### Problem details:
Each entry needs to be copied exactly, with nothing left out.

### Data for the task:
┄┄┄┄┄┄┄┄┄┄┄┄┄┄┄┄┄┄┄┄
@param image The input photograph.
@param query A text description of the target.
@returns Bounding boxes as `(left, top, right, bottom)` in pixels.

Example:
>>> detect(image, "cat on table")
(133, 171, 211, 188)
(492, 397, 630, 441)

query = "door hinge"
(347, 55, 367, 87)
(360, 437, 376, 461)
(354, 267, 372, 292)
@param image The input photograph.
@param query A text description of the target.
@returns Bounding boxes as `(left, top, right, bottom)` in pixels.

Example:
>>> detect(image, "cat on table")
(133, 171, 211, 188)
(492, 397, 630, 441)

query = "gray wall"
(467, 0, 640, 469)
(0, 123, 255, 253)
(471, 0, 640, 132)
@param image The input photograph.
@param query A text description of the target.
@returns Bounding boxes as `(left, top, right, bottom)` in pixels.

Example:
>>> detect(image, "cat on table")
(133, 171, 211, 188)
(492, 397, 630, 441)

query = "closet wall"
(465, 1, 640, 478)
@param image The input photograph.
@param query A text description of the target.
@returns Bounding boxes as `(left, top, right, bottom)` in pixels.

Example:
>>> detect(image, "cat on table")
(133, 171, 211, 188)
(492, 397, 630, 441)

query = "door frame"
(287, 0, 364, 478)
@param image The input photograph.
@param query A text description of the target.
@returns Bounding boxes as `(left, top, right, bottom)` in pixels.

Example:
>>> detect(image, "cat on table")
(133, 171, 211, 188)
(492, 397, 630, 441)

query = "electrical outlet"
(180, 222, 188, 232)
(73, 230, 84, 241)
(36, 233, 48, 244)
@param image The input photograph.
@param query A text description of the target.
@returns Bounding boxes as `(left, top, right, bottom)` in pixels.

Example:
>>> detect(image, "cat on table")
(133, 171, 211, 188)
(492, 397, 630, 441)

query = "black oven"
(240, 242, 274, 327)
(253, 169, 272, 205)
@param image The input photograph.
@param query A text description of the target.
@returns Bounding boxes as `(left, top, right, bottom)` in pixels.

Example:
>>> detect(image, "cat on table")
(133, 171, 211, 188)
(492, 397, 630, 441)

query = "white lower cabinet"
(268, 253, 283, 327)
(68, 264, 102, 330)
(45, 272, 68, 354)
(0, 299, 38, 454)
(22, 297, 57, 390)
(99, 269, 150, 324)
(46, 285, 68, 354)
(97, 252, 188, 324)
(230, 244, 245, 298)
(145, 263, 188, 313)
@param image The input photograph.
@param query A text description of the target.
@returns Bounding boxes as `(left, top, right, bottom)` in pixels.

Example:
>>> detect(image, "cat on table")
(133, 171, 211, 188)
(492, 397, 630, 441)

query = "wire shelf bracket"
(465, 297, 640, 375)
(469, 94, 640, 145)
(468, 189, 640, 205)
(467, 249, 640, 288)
┄┄┄┄┄┄┄┄┄┄┄┄┄┄┄┄┄┄┄┄
### Answer to the problem:
@param image The input photograph.
@param query A text description of the target.
@returns Bounding boxes as `(left, top, right, bottom)` in pixels.

Example:
>>> detect(image, "cat on table")
(133, 171, 211, 188)
(492, 397, 630, 441)

query = "door hinge"
(347, 55, 367, 87)
(360, 437, 376, 461)
(354, 267, 372, 292)
@param image The input photograph.
@param query A text description of the target.
@returns Bounding boxes as `(left, top, right, bottom)` in pixels.

Example:
>>> detect(image, "cat on table")
(133, 171, 211, 188)
(492, 397, 630, 441)

query = "gray wall"
(467, 0, 640, 469)
(0, 123, 255, 253)
(471, 0, 640, 132)
@param image The input photograph.
@param query A text description of the target.
@returns Bounding boxes as `(left, top, right, bottom)` in pixels.

Example:
>>> detect(image, "cat on table")
(133, 171, 211, 188)
(492, 397, 630, 441)

query = "closet wall"
(465, 1, 640, 478)
@param image The input photograph.
@param query A text description of the target.
@returns Bounding boxes as `(left, top, right, bottom)` in pixels.

Example:
>>> detect(image, "cat on table")
(133, 171, 211, 188)
(492, 397, 630, 441)

query = "door frame"
(287, 0, 364, 478)
@param image The input photograph.
@param query A text description of the target.
@returns Bounding boxes as `(left, top, right, bottom)` in pixels.

Example:
>>> detect(image, "cat on table")
(133, 171, 211, 188)
(492, 397, 630, 441)

query = "electrical outlet"
(180, 222, 188, 232)
(73, 230, 84, 241)
(36, 233, 48, 244)
@param image The input photograph.
@param query A text description of the target.
@returns Bounding boxes as `(left, top, right, bottom)` in pixels.

Example:
>>> detect(image, "cat on table")
(133, 171, 211, 188)
(492, 397, 630, 441)

query = "black oven"
(240, 242, 274, 327)
(253, 169, 272, 205)
@param image The input photograph.
@param query A text description of the target.
@returns Bounding boxes as `(left, top, right, bottom)` in pixels.

Example:
>>> detect(image, "cat on table")
(133, 171, 211, 188)
(492, 397, 630, 441)

query = "white lower cabinet"
(268, 253, 283, 327)
(68, 264, 102, 330)
(45, 272, 68, 354)
(0, 299, 38, 454)
(22, 297, 57, 390)
(99, 269, 150, 324)
(46, 285, 68, 354)
(97, 252, 188, 324)
(230, 244, 245, 298)
(145, 263, 188, 313)
@param image The input photograph.
@param query A text description of the target.
@returns Bounding boxes as `(left, top, right, bottom)` in pixels.

Example:
>>> detect(image, "cat on table")
(133, 171, 211, 188)
(492, 397, 630, 441)

query = "wire shelf bracket"
(465, 297, 640, 375)
(469, 94, 640, 145)
(468, 189, 640, 205)
(467, 249, 640, 288)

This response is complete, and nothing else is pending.